WHAT YOU SHOULD DO: Reproduce the data below in full and to the letter, images excepted.

DATASET:

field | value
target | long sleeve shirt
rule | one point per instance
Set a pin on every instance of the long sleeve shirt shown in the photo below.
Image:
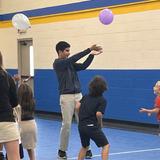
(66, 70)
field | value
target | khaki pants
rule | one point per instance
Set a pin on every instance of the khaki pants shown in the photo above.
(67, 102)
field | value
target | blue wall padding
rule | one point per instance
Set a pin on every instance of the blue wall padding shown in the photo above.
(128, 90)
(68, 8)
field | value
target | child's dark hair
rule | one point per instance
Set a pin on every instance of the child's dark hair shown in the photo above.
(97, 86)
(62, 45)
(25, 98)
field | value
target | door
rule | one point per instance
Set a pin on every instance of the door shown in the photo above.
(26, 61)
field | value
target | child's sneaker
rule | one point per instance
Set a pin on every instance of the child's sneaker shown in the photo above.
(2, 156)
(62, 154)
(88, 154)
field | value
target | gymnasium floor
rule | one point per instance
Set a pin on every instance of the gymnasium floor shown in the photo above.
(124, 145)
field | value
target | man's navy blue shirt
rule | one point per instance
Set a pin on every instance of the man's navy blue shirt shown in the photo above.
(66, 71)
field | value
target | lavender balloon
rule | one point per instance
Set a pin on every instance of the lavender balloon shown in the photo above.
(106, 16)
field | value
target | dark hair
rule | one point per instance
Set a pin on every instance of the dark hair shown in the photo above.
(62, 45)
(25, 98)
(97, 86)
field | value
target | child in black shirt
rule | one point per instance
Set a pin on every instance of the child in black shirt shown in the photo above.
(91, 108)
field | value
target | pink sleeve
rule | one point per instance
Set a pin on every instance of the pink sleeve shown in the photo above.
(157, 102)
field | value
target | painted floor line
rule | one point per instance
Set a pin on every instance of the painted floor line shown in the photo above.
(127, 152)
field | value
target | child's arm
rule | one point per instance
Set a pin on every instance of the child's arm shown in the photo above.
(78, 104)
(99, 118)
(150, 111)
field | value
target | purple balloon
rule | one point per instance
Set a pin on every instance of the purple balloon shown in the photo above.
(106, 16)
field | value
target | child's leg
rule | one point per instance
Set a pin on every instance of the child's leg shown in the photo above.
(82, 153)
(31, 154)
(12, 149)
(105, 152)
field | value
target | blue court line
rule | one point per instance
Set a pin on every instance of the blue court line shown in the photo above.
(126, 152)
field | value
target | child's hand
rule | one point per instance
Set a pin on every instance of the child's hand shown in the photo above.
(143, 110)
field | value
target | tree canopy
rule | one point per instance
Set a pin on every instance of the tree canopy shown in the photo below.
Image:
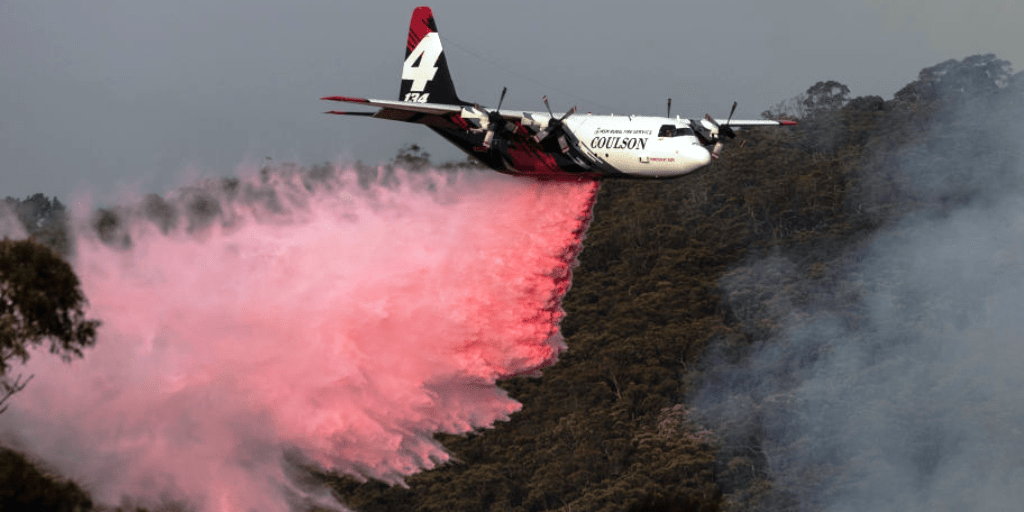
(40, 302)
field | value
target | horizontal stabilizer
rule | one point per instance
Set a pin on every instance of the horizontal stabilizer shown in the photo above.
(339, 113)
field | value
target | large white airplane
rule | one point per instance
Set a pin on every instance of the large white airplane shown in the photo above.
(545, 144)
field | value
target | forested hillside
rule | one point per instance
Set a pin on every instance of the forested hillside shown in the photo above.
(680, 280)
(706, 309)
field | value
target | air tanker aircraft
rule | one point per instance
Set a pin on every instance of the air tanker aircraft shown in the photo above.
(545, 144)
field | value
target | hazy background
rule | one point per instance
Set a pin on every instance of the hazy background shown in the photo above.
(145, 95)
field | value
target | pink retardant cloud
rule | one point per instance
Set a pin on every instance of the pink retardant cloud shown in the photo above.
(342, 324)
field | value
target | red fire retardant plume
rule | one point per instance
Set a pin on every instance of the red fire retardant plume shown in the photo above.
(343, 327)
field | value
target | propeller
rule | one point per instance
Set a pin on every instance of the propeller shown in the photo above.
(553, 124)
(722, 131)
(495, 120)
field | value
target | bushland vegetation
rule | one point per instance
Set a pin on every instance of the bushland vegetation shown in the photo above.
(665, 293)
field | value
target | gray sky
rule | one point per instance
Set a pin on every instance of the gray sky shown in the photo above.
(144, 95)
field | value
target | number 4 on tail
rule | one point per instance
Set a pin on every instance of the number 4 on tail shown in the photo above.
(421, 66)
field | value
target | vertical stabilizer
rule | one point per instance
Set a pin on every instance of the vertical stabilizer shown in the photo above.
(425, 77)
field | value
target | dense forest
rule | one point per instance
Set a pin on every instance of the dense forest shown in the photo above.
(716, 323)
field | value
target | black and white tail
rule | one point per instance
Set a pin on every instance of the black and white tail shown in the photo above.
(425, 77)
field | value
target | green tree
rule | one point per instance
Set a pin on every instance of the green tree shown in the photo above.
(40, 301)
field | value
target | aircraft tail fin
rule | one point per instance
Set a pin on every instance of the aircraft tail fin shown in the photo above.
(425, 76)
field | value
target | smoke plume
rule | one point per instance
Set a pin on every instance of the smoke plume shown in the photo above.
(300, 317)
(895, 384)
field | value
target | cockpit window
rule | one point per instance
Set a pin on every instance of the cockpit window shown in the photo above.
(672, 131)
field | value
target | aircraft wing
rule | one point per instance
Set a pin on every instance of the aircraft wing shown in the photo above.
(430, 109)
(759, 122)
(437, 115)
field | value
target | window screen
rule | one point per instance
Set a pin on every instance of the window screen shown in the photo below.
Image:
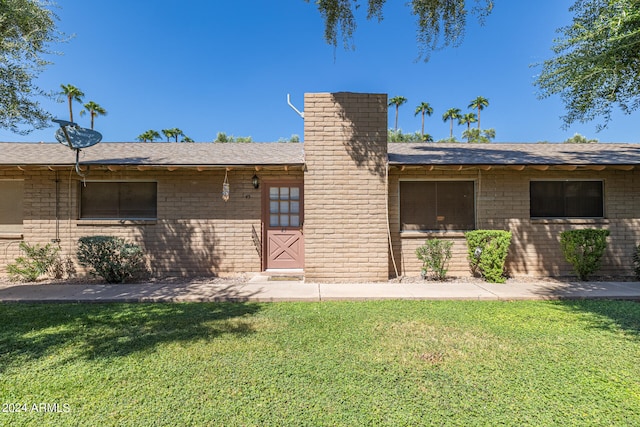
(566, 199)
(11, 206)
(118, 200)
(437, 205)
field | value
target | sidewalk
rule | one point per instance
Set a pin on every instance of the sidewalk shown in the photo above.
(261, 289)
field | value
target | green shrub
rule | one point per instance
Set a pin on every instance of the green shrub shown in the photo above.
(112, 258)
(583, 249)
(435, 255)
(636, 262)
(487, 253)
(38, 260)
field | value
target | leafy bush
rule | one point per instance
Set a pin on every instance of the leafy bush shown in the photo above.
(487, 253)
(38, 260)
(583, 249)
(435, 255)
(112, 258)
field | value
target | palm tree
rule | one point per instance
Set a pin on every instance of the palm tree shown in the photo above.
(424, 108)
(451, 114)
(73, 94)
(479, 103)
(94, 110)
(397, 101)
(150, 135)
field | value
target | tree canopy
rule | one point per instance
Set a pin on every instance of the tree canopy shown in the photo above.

WRITTEN SOLUTION:
field | value
target | long sleeve shirt
rule | one point per instance
Set a pin on every instance of the long sleeve shirt shown in the photo below.
Image:
(66, 70)
field | value
target | khaki pants
rule | one point per instance
Set a pin on every instance of the khaki pants shown in the photo above.
(67, 102)
field | value
target | blue wall padding
rule | one point per instance
Set a pin on every instance of the blue wall padding shown in the photo above.
(128, 90)
(68, 8)
field | value
target | child's dark hair
rule | one point per instance
Set a pin on every instance of the child's dark hair shown in the photo above.
(97, 86)
(62, 45)
(25, 98)
field | value
target | door
rule | one point per instance
Set a pin on every instance of the door shown in the photo above.
(26, 61)
field | value
target | child's sneaker
rule | one point per instance
Set a pin on every instance of the child's sneaker shown in the photo above.
(2, 156)
(62, 154)
(88, 154)
field | value
target | gymnasium floor
rule | one point per instance
Set a pin on every instance of the gymnasium floor shown in the photo above.
(124, 145)
field | value
target | man's navy blue shirt
rule | one point per instance
Set a pin on every instance of the man's navy blue shirt shown in the photo above.
(66, 71)
field | value
target | lavender balloon
rule | one point per instance
Set a pin on every instance of the lavender balloon shown in the photo above.
(106, 16)
field | value
target | dark hair
rule | one point per instance
Set a pin on every instance of the dark hair shown in the photo above.
(62, 45)
(25, 98)
(97, 86)
field | value
target | child in black shirt
rule | one point per instance
Set a pin on every instance of the child in black shirt shown in the photo above.
(91, 108)
field | value
target | pink sleeve
rule | one point per instance
Set a pin on every instance of the pink sleeve shown in the photo above.
(157, 102)
field | value
target | painted floor line
rule | one point per instance
Set a pin on every instance of the painted floor line shown in the photo above.
(127, 152)
field | value
target | child's arm
rule | one point per instance
Set a pin on every instance of the child's arm shown in the photo above.
(78, 104)
(99, 118)
(150, 111)
field | value
target | purple balloon
rule | one point per instance
Set a pin on every instance of the purple balloon shown in the photo above.
(106, 16)
field | value
target | child's leg
rule | one point per instance
Set a pin on every instance of the child's leg shown in the photo above.
(82, 153)
(31, 154)
(12, 149)
(105, 152)
field | value
target | blue court line
rule | one point per instance
Set a pin on every instance of the blue court line shown in the photo above.
(126, 152)
field | value
target | child's hand
rule | one point per instance
Set a pin on every instance of the child's hand shown in the photo above.
(143, 110)
field | value
target | tree canopy
rule | one point per instance
Set a pin on every instance of the tree canopy shown in the photo below.
Image:
(40, 302)
field | value
target | horizontal stabilizer
rule | one point per instance
Set a pin on every instance of the horizontal stabilizer shown in the photo above.
(339, 113)
field | value
target | large white airplane
rule | one point per instance
Set a pin on every instance of the large white airplane shown in the photo above.
(545, 144)
field | value
target | forested hillside
rule | one point per instance
Set a pin on every instance of the forested hillside shown in the photo above.
(680, 280)
(706, 309)
field | value
target | air tanker aircraft
rule | one point per instance
Set a pin on every instance of the air tanker aircraft shown in the photo above.
(545, 144)
field | value
target | hazy background
rule | one point per instance
Set a pin on every instance of the hazy background shown in the photo above.
(145, 95)
field | value
target | pink retardant cloud
rule | one point per instance
Set a pin on every instance of the pink retardant cloud shown in the photo above.
(342, 324)
field | value
target | red fire retardant plume
rule | one point per instance
Set a pin on every instance of the red fire retardant plume shown in the photo above.
(343, 327)
field | value
target | propeller
rule | one point per instance
Set a pin on every instance of the propeller shown in the photo above.
(553, 124)
(722, 131)
(495, 120)
field | value
target | bushland vegetation
rule | one point per instance
Set a pin on every instance of the bushland vegetation shown in the photo above.
(665, 293)
field | value
target | gray sky
rule | one point per instance
Set a pin on every instance of the gray sky shown in the photo above.
(144, 95)
field | value
target | number 4 on tail
rule | one point per instance
Set a pin on every instance of the number 4 on tail shown in the photo above.
(421, 66)
field | value
target | vertical stabilizer
rule | one point per instance
Set a pin on every instance of the vertical stabilizer shown in the photo above.
(425, 77)
field | value
target | dense forest
rule | one point per instance
Set a pin on every instance of the dense forest shown in the photo above.
(716, 323)
field | value
target | black and white tail
rule | one point per instance
Set a pin on every instance of the black and white tail shown in the photo above.
(425, 77)
field | value
target | green tree
rule | one point per instance
Set a pin on every instance of the green tree shown in the photo above.
(40, 301)
field | value
target | aircraft tail fin
rule | one point per instance
Set a pin on every instance of the aircraft tail fin shown in the photo above.
(425, 76)
field | value
target | smoke plume
rule | one point per instance
Set a pin on every instance of the smoke plume shown in the photo above.
(300, 317)
(895, 384)
field | value
target | cockpit window
rule | one point per instance
Set a pin on every instance of the cockpit window shown in the photo above.
(672, 131)
field | value
target | aircraft wing
rule | one point per instance
Set a pin on every instance of the aircraft wing shown in the photo above.
(430, 109)
(759, 122)
(437, 115)
field | value
target | window screen
rule | one point per instance
Set a pin on every instance of the window screen shown in the photo below.
Image:
(566, 199)
(11, 206)
(118, 200)
(437, 205)
field | value
target | sidewalk
rule | one point per instance
Set a pin on every instance of the sidewalk shown in the photo above.
(261, 289)
field | value
target | green shrub
rule | one point per instance
Set a pin on every instance of the green shrub shown in the photo above.
(112, 258)
(583, 249)
(435, 255)
(636, 262)
(487, 253)
(38, 260)
field | value
target | leafy bush
rule | one point per instance
Set a pin on every instance of the leafy bush shown in the photo above.
(487, 253)
(38, 260)
(583, 249)
(435, 255)
(112, 258)
field | value
target | palm tree
rule | one point per instance
Set a pin on every instance of the palm tree shown in the photo above.
(424, 108)
(451, 114)
(73, 94)
(479, 103)
(94, 110)
(397, 101)
(150, 135)
field | value
target | tree canopy
rule | one point per instance
Set a pin on every instance of the tree canopy shown in the photo above.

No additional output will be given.